What to produce :: Change every "place one marker on" in the following lines to "put a single point on" and give all of the lines again, otherwise untouched.

Position identification records:
============================================================
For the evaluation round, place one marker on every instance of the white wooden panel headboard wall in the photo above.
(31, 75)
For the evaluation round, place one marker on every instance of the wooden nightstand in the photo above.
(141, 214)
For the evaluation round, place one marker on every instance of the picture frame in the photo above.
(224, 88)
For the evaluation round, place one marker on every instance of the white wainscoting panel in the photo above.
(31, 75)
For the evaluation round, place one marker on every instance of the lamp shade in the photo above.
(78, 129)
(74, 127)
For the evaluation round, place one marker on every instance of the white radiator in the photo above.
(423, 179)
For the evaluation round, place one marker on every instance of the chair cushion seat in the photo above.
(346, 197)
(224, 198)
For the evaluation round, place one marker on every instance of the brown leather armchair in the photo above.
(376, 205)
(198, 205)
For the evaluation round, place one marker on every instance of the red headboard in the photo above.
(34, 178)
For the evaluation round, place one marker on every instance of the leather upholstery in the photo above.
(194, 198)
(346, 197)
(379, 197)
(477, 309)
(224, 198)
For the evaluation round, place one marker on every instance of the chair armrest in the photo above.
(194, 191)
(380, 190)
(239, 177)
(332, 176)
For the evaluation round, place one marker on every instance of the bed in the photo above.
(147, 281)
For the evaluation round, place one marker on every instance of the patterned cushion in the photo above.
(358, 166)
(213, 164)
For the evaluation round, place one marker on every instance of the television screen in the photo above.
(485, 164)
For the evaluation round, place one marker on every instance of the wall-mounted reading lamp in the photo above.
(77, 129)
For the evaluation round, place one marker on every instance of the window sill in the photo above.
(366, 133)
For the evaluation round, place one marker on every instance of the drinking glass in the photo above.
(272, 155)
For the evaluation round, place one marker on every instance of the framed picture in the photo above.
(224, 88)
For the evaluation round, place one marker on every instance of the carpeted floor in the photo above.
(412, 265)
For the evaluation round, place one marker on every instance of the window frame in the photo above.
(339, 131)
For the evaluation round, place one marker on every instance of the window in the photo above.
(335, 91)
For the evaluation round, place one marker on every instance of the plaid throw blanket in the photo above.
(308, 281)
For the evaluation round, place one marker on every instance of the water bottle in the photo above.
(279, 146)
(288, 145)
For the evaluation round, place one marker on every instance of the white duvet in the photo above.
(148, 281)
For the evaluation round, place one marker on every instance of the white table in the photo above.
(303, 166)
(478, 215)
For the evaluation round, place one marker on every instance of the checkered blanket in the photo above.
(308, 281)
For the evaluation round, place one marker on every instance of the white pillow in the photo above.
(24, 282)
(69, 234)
============================================================
Response to the task ::
For the evaluation round, put a single point on every instance of the white wooden panel headboard wall in the photo above.
(31, 75)
For the evaluation round, put a single point on every instance of the wooden nightstand in the photo above.
(141, 214)
For the evaluation round, put a single point on every instance of the picture frame in the photo above.
(224, 88)
For the evaluation round, put a single point on every instance of the white wainscoting panel in the photo above.
(31, 75)
For the evaluation round, put a single point on every instance of the lamp shade in the photo above.
(78, 129)
(74, 127)
For the evaluation round, put a single point on every instance of the white radiator in the photo above.
(423, 179)
For the evaluation round, put a single point on every instance of the chair cushion seat in the photo above.
(346, 197)
(224, 198)
For the evaluation round, put a single point on every instance of the brown leather armchair in the photo above.
(376, 205)
(198, 205)
For the evaluation round, put a single point on every instance of the red headboard in the photo above.
(34, 178)
For the evaluation round, put a single point on every instance of the leather upholstery in the photo above.
(194, 198)
(346, 197)
(379, 197)
(477, 309)
(224, 198)
For the evaluation round, put a single point on every instance of the chair armrest in the photo above.
(194, 191)
(380, 190)
(239, 177)
(332, 176)
For the evaluation round, put a single point on every instance of the bed in the photo above.
(147, 281)
For the evaluation round, put a single point on every instance of the patterned cushion in the photo above.
(358, 166)
(213, 164)
For the evaluation round, put a single point on every instance of the television screen in the photo above.
(485, 164)
For the evaluation round, put a single point on every instance of the wall-mounted reading lamp in the photo above.
(77, 129)
For the evaluation round, put a single point on every instance of the window sill in the photo above.
(366, 133)
For the evaluation round, put a single point on every instance of the drinking glass in the photo above.
(272, 155)
For the evaluation round, put a single point on every instance of the framed picture in the photo above.
(224, 88)
For the evaluation round, put a single point on every instance of the carpeted floor in the photo above.
(412, 265)
For the evaluation round, put a single point on every instance of the window frame in the photo above.
(339, 131)
For the evaluation round, put a single point on every instance of the window in the photo above.
(335, 91)
For the evaluation round, put a single point on every instance of the plaid throw blanket in the photo above.
(308, 281)
For the evaluation round, put a single point on every instance of the water bottle in the photo above.
(279, 146)
(288, 145)
For the evaluation round, put a single point on every instance of the white duvet in the photo above.
(148, 281)
For the evaluation round, put a single point on every instance of the white table in the photo above.
(303, 166)
(478, 215)
For the evaluation round, put a single point on every instance of the checkered blanket in the photo above.
(308, 281)
For the evaluation round, put a single point on every instance of the white pillow in the photo above.
(24, 282)
(69, 234)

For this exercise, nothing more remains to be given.